» **GIVEN INSTRUCTION**:
Format the lines from the one containing "If you would be willing to indicate the white baseboard" through the last line of the entries below as a numbered list, including both ends and leaving out any blank lines.
** start EXTRACTED ENTRIES **
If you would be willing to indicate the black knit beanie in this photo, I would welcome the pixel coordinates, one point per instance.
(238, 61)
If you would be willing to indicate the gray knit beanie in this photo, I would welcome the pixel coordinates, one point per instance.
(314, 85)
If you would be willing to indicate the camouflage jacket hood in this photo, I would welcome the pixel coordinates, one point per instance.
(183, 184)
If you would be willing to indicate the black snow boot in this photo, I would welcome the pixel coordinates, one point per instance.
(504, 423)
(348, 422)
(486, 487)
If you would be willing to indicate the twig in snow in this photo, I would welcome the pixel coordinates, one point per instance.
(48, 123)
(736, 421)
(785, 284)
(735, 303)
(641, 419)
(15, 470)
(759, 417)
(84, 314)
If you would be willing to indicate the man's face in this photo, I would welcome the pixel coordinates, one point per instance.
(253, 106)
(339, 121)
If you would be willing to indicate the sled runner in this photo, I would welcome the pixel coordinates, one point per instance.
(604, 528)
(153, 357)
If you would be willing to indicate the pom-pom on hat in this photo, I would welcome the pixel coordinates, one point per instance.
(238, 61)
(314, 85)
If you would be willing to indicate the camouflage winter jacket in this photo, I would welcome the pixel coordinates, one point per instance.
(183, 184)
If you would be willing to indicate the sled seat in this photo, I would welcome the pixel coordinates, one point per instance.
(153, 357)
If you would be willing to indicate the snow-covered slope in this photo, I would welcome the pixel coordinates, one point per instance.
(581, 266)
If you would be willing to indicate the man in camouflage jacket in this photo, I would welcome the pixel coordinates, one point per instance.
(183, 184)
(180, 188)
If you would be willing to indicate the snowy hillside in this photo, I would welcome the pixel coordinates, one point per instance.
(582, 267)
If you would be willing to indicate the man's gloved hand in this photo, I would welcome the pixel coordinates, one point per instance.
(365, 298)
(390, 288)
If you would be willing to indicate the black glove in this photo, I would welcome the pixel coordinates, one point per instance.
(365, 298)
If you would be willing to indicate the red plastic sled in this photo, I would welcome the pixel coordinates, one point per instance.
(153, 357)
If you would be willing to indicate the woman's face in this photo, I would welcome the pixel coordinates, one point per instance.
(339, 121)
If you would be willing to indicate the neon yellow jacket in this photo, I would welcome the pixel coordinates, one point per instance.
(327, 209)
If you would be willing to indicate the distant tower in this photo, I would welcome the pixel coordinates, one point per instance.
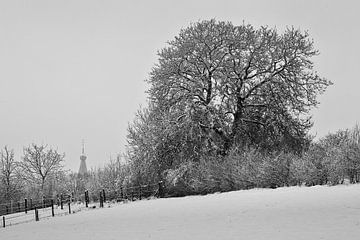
(82, 169)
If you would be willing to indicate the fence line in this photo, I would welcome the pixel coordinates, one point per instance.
(28, 210)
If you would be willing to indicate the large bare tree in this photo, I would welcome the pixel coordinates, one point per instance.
(39, 163)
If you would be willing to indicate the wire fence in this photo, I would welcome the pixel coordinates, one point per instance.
(29, 210)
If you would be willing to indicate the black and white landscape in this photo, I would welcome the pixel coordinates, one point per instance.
(179, 119)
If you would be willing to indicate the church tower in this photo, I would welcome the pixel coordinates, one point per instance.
(82, 169)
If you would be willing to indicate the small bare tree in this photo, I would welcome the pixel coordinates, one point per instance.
(8, 168)
(40, 163)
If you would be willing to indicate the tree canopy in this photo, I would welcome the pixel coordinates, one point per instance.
(218, 86)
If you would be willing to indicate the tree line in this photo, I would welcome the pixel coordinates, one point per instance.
(228, 108)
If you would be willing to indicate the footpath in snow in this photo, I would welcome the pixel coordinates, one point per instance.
(319, 212)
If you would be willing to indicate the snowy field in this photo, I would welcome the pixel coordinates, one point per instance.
(318, 212)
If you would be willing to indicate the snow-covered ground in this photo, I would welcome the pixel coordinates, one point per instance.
(318, 212)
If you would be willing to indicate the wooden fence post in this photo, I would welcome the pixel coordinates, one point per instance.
(104, 196)
(36, 214)
(86, 198)
(69, 203)
(101, 200)
(25, 203)
(52, 208)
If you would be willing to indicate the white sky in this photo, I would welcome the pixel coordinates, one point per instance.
(73, 70)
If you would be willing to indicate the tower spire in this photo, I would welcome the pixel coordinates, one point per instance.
(83, 168)
(83, 147)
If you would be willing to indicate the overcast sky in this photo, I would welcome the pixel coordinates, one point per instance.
(73, 70)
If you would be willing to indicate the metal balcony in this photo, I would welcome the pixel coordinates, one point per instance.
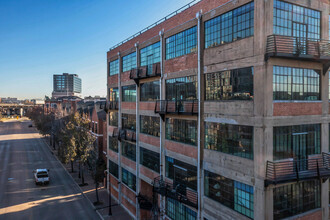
(128, 135)
(291, 170)
(299, 48)
(145, 72)
(178, 192)
(179, 107)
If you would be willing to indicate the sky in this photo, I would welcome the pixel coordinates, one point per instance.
(39, 38)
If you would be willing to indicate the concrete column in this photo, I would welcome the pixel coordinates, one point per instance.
(162, 123)
(119, 126)
(137, 114)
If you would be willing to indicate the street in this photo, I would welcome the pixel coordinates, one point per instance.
(22, 150)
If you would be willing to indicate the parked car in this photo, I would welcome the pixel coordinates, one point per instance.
(41, 176)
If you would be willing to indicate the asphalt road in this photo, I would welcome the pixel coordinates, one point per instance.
(21, 151)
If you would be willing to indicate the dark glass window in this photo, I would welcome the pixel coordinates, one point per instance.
(128, 150)
(128, 121)
(113, 168)
(233, 194)
(113, 119)
(297, 141)
(149, 159)
(184, 88)
(296, 198)
(150, 125)
(149, 91)
(230, 85)
(181, 172)
(181, 130)
(231, 139)
(113, 144)
(150, 54)
(181, 43)
(114, 67)
(129, 62)
(113, 94)
(129, 93)
(294, 20)
(231, 26)
(128, 179)
(295, 83)
(177, 211)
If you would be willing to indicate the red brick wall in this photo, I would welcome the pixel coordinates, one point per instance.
(128, 162)
(183, 149)
(128, 105)
(147, 106)
(148, 139)
(185, 62)
(296, 109)
(205, 5)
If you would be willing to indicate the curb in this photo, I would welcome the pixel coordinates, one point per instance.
(82, 192)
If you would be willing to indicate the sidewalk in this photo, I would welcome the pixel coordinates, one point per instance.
(118, 212)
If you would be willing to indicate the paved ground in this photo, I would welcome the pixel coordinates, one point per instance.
(21, 151)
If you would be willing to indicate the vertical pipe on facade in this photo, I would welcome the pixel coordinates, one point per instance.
(137, 156)
(162, 126)
(119, 126)
(199, 77)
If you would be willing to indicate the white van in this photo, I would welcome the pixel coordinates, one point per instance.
(41, 176)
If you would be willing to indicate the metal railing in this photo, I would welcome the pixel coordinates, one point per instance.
(291, 170)
(125, 134)
(145, 71)
(178, 192)
(190, 4)
(177, 107)
(288, 46)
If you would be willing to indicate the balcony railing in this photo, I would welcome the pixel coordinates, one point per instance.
(145, 72)
(178, 192)
(125, 134)
(297, 48)
(291, 170)
(184, 107)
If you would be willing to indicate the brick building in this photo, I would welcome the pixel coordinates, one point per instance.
(221, 111)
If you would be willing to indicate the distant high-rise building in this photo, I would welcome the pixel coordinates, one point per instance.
(66, 85)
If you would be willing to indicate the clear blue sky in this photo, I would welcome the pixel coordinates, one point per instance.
(39, 38)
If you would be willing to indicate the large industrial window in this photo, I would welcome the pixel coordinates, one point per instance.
(129, 62)
(181, 130)
(149, 91)
(296, 21)
(150, 159)
(113, 119)
(296, 198)
(230, 85)
(297, 141)
(181, 172)
(233, 194)
(128, 121)
(129, 93)
(128, 150)
(182, 43)
(114, 67)
(231, 139)
(128, 179)
(150, 125)
(113, 168)
(231, 26)
(150, 54)
(295, 83)
(184, 88)
(177, 211)
(113, 144)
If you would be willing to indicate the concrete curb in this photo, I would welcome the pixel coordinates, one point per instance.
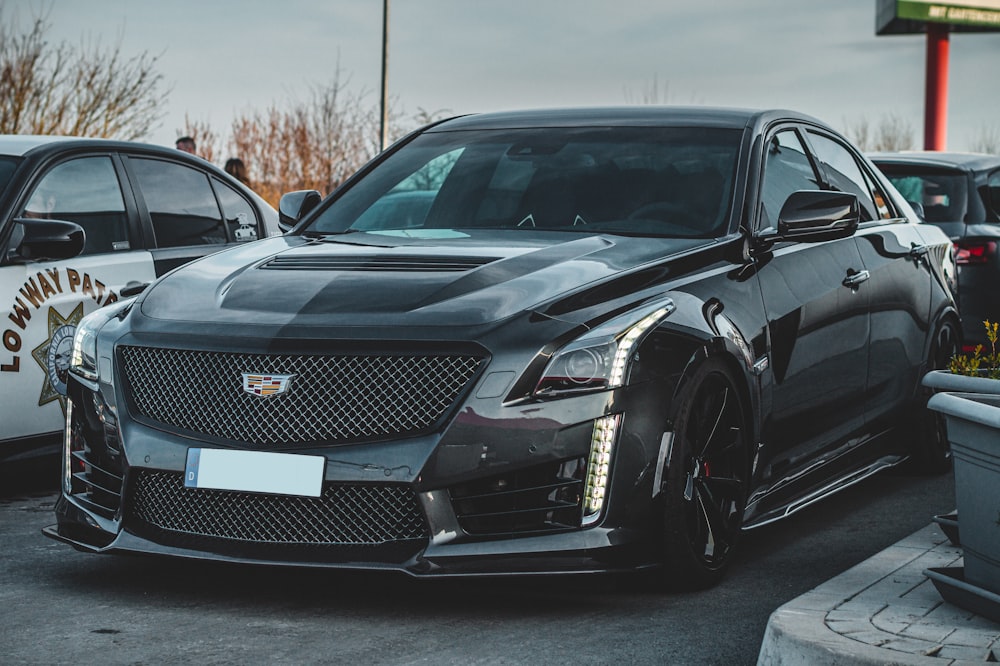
(882, 611)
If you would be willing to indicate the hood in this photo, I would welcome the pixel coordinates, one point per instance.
(368, 279)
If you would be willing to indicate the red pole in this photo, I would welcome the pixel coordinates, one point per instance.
(936, 96)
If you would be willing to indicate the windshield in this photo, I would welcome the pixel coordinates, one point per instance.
(625, 180)
(941, 194)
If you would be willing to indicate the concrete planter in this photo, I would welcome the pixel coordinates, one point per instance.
(944, 380)
(974, 435)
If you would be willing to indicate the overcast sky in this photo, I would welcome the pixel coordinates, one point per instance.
(222, 57)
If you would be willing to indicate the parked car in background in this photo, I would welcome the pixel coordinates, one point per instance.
(584, 340)
(960, 193)
(83, 222)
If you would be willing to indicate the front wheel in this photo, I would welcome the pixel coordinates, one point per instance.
(707, 480)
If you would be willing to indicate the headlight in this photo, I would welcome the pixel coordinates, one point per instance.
(598, 359)
(83, 362)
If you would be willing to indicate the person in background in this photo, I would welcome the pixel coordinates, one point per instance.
(235, 168)
(186, 143)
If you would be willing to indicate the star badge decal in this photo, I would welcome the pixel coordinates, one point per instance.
(53, 355)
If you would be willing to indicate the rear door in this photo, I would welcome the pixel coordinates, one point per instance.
(189, 212)
(895, 257)
(45, 300)
(817, 301)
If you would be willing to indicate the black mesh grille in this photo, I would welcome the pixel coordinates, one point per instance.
(330, 398)
(343, 515)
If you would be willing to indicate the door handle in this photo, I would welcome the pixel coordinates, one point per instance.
(855, 278)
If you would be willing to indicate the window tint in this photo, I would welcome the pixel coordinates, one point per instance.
(844, 174)
(8, 165)
(85, 191)
(627, 180)
(239, 213)
(786, 170)
(940, 194)
(181, 203)
(994, 192)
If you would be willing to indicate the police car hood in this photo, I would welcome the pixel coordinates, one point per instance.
(366, 279)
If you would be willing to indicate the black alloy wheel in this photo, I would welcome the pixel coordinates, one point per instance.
(707, 480)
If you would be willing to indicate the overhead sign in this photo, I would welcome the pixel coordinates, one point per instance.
(895, 17)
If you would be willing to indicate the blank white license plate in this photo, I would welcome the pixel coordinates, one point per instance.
(255, 472)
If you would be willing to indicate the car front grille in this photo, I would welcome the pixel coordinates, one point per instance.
(344, 515)
(330, 398)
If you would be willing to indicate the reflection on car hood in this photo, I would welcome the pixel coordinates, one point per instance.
(386, 280)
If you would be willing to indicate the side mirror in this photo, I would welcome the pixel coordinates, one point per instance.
(811, 216)
(48, 239)
(293, 206)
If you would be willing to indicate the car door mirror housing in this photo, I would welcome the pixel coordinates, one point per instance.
(812, 216)
(48, 239)
(293, 206)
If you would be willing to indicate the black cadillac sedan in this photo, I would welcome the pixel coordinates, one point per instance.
(530, 342)
(959, 192)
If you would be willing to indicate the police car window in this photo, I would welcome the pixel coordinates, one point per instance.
(239, 214)
(787, 169)
(85, 191)
(844, 174)
(181, 204)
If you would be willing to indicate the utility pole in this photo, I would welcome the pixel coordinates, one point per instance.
(384, 128)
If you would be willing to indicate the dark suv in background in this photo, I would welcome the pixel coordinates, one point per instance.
(959, 192)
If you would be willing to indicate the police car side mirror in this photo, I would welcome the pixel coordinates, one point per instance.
(47, 239)
(293, 206)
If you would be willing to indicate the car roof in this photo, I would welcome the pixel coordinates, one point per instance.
(645, 115)
(971, 161)
(19, 145)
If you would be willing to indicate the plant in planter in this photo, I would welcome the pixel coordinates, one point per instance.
(973, 426)
(970, 373)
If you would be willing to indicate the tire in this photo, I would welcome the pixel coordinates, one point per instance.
(707, 480)
(927, 433)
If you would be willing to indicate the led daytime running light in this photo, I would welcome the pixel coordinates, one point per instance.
(628, 341)
(599, 465)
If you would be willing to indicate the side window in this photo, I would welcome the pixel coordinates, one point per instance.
(181, 203)
(787, 169)
(844, 174)
(239, 214)
(86, 191)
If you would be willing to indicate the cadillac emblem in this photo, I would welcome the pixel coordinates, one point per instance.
(266, 385)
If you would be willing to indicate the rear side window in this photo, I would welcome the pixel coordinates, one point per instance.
(940, 193)
(181, 203)
(86, 191)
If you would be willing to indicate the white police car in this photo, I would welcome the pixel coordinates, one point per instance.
(84, 222)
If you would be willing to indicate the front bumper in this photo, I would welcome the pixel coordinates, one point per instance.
(477, 490)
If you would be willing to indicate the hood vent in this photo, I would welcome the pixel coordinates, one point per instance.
(393, 263)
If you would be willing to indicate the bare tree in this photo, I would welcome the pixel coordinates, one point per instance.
(894, 132)
(315, 144)
(50, 88)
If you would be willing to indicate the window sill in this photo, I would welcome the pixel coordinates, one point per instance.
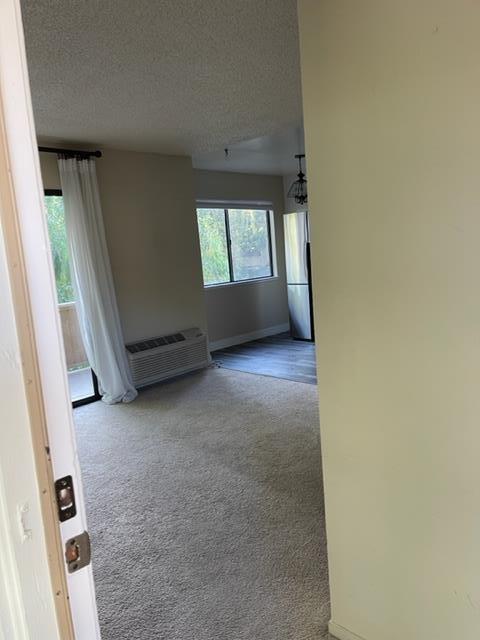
(240, 283)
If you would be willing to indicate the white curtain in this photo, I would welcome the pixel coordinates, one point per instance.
(92, 280)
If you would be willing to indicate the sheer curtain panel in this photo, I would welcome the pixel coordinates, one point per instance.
(92, 280)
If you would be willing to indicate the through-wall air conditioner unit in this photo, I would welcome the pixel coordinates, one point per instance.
(167, 356)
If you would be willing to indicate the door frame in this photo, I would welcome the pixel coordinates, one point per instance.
(39, 360)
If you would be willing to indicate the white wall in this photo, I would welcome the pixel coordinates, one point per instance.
(150, 223)
(252, 308)
(392, 103)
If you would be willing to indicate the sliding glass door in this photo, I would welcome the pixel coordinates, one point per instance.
(81, 379)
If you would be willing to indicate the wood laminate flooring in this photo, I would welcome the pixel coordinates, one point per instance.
(278, 356)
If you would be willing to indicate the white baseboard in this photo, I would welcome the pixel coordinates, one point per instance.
(247, 337)
(341, 633)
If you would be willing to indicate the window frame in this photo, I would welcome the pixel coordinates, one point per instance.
(228, 240)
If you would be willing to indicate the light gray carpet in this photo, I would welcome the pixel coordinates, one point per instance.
(204, 500)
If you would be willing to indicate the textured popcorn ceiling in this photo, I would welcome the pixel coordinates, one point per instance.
(174, 76)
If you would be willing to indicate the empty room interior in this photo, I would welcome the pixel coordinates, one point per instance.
(173, 164)
(239, 318)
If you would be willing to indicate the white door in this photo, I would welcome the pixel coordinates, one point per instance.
(26, 179)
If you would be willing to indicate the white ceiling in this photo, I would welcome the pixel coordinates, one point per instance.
(273, 154)
(172, 76)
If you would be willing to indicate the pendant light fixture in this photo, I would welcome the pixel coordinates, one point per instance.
(298, 190)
** end EXTRACTED ENTRIES **
» **WORKED SOLUTION**:
1. If you would be willing to indicate the white baseboard in this photo, I would welcome the pixel coordinates, one point per instance.
2. (247, 337)
3. (341, 633)
4. If you would be willing to indicate the window frame in this photo, I would welcome the pixel coordinates, one point per instance.
5. (228, 240)
6. If you would be willing to indicate the light gray carpet in this photo, I would welcome the pixel coordinates, one point per instance.
7. (204, 500)
8. If you would be willing to indicate the textured popcorn ceiling in this photo, I would welcome the pixel coordinates, one point per instance.
9. (174, 76)
10. If you would be willing to indicate the empty room interior in this photo, I would welcome the pixel coordinates, one point per instance.
11. (173, 164)
12. (239, 318)
13. If you would be willing to indicate the white door in this photo, I would welcome the pixel coordinates, one point per instance.
14. (26, 179)
15. If you would be willing to indicate the white ceiling in this photo, I would welcome the pixel coordinates, one point per instance.
16. (273, 154)
17. (172, 76)
18. If you would be willing to indicate the pendant light fixture in this photo, I would welcome the pixel coordinates, one point per instance.
19. (298, 190)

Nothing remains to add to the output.